§ Selected text
Living East of Eden
Adam and Eve as exiles and refugees in chapter 3 of Genesis always touches me. They have eaten the fruit of the tree of the knowledge of good and evil, and they are banned from Eden. It always bothers me when people say they threw paradise away for a piece of fruit. They were tempted by far more than that. And it always bothers me when critics of the Biblical God accuse Him of not wanting the humans to have knowledge. That’s not at all the issue. God loves knowledge. It’s the knowledge of good and evil. This knowledge is what we always dread our children learning. We want them to stay “innocent” and secure and happy. When they learn the truth about good and evil, the world darkens, temptations loom, and moral choices become complex.
And what knowledge of good and evil did Adam and Eve gain?
Shame was the first thing they knew. What a shame, literally, to feel bad for being naked.
They knew they no longer deserved to be in the presence of God and hid from Him.
They knew the evil of Satan and their gullibility to him.
They knew for the first time their inability to trust each other.

§ Data section
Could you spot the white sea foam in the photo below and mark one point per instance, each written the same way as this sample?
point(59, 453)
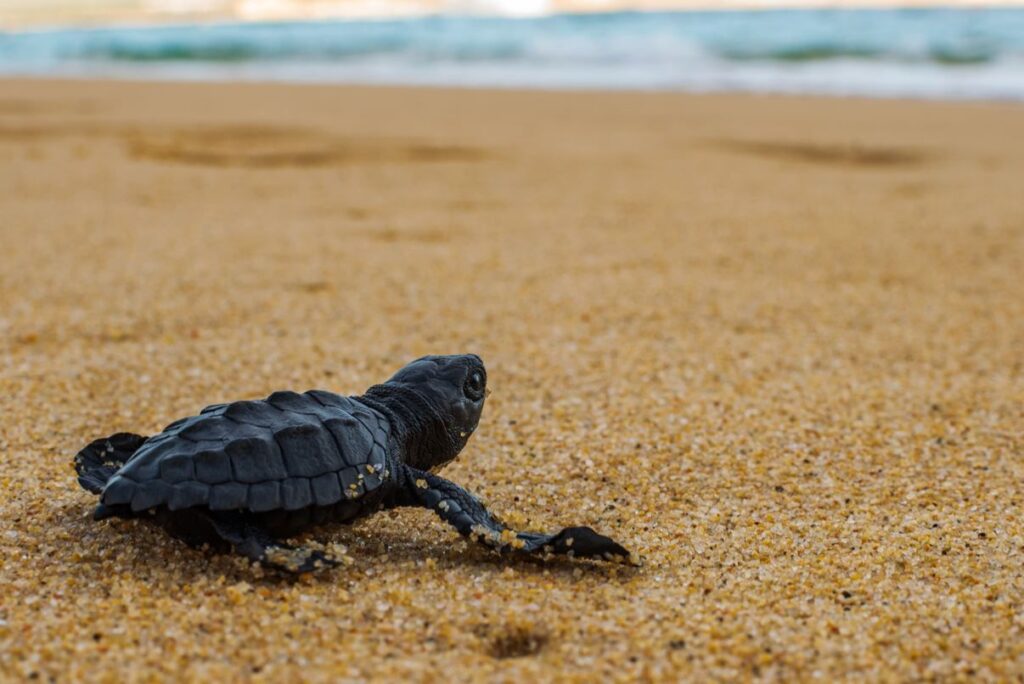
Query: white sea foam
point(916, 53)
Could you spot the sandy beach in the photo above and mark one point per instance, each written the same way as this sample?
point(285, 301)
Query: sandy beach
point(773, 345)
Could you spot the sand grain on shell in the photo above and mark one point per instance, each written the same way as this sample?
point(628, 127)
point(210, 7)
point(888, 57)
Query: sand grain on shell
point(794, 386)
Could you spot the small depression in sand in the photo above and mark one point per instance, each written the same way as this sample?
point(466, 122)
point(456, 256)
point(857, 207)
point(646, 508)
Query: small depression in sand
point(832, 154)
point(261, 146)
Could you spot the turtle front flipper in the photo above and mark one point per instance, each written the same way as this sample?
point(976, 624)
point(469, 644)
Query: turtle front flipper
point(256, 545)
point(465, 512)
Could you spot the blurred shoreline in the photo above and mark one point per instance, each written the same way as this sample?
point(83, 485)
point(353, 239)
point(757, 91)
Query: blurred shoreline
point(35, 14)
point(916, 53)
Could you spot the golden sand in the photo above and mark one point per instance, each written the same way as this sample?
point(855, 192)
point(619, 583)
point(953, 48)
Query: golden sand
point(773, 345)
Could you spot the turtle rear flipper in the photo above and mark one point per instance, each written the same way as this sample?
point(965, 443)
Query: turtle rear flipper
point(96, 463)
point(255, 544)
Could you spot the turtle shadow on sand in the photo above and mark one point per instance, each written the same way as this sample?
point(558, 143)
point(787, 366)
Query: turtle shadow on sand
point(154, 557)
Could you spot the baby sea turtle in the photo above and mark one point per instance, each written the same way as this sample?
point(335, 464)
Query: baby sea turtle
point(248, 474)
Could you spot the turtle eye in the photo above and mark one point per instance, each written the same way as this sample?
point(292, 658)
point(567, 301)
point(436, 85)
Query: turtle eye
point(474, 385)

§ Task requirements
State whether each statement agrees with the piece "Living East of Eden," answering yes or no and quoting the deciding words: (a) Shame was the first thing Adam and Eve knew. (b) God does not want humans to have knowledge. (c) Adam and Eve hid from God.

§ Solution for this problem
(a) Yes: "Shame was the first thing they knew."
(b) No: "God loves knowledge."
(c) Yes: "They knew they no longer deserved to be in the presence of God and hid from Him."